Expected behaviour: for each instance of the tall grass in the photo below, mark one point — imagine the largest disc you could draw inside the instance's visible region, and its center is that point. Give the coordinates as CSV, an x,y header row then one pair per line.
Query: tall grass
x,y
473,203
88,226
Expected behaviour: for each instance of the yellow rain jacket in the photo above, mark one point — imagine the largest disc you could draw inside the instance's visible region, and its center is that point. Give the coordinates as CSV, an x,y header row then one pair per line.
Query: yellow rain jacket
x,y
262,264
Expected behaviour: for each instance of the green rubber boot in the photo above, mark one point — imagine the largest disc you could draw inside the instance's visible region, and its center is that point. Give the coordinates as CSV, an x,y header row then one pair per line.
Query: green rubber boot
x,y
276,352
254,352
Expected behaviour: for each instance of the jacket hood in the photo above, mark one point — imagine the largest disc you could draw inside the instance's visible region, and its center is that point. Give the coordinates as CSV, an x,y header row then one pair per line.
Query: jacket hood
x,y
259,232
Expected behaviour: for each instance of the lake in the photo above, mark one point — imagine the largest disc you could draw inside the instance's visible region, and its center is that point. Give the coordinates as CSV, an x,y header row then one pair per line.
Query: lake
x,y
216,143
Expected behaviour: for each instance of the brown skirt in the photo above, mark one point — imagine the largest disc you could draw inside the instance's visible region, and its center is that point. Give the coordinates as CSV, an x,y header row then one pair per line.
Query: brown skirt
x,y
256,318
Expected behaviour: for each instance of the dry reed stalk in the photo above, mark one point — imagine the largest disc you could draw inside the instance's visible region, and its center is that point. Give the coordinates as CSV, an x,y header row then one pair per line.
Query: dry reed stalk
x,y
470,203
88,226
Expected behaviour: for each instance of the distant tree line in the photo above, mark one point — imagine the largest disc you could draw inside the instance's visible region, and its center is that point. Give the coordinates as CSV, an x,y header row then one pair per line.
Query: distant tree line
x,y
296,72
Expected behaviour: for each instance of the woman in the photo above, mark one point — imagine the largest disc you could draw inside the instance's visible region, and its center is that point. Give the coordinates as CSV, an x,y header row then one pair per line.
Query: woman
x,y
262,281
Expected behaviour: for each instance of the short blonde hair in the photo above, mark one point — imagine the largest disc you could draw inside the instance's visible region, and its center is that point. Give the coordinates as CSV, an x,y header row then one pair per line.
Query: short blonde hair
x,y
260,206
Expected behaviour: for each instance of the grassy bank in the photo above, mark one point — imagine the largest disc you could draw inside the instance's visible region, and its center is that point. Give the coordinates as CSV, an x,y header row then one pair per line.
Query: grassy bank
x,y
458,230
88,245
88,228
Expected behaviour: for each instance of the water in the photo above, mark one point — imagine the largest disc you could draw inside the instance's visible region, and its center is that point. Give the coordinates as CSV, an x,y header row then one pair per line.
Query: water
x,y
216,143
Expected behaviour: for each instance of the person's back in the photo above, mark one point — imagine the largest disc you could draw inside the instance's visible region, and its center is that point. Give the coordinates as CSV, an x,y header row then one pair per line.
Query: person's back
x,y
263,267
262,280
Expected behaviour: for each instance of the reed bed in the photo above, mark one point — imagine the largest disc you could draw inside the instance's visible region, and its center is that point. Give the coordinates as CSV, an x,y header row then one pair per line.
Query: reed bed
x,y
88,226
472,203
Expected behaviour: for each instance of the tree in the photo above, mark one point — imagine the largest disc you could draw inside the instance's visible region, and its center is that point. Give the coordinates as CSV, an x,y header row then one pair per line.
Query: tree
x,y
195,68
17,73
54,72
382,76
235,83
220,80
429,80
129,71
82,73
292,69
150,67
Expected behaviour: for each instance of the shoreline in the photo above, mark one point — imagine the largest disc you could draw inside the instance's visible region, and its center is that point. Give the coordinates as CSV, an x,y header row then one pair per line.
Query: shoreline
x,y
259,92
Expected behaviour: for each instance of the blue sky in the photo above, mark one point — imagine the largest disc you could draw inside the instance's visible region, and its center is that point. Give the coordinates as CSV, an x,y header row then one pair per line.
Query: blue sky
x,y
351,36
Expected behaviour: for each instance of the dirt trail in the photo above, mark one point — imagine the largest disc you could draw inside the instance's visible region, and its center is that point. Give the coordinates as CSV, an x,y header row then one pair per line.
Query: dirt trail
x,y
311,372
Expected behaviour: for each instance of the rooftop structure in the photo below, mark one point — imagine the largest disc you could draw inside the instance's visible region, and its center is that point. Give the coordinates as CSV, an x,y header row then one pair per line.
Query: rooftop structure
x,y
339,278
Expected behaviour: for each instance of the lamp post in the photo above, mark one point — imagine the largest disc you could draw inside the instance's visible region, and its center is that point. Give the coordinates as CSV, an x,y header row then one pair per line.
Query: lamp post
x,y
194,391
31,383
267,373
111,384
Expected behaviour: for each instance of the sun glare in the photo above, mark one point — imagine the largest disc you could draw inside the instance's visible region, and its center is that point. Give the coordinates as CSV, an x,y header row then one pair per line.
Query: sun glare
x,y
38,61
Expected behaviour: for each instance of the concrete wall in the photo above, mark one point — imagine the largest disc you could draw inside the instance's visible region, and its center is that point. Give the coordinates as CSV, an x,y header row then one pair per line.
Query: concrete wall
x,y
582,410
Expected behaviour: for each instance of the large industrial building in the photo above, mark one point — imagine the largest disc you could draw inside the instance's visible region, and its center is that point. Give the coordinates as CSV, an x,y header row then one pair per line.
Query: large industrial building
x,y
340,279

==============================

Copy the records above word for word, from the line containing "Expected behaviour: for each instance of the sun" through the end of the records.

> _COMPLETE RESPONSE_:
Expected behaviour: for each instance of the sun glare in the photo above, mark one point — imagine the largest disc you could draw inside the instance's visible region, and its center is that point. Give the coordinates as CSV, an x,y header row then one pair per line.
Query: sun glare
x,y
38,61
Expected behaviour: for each instance of the concrete wall in the photo above, mark one point — imagine the largest disc you could draw inside the instance's visible region, and its center is that point. Give the coordinates as CSV, an x,y header row then one pair per line.
Query: concrete wall
x,y
582,410
Expected behaviour: for each instance of the large industrial building in the photo above, mark one point — imagine the largest disc you could draw inside the instance's visible region, and its center is that point. Give the coordinates as CSV, an x,y header row then one pair per line.
Query: large industrial building
x,y
340,279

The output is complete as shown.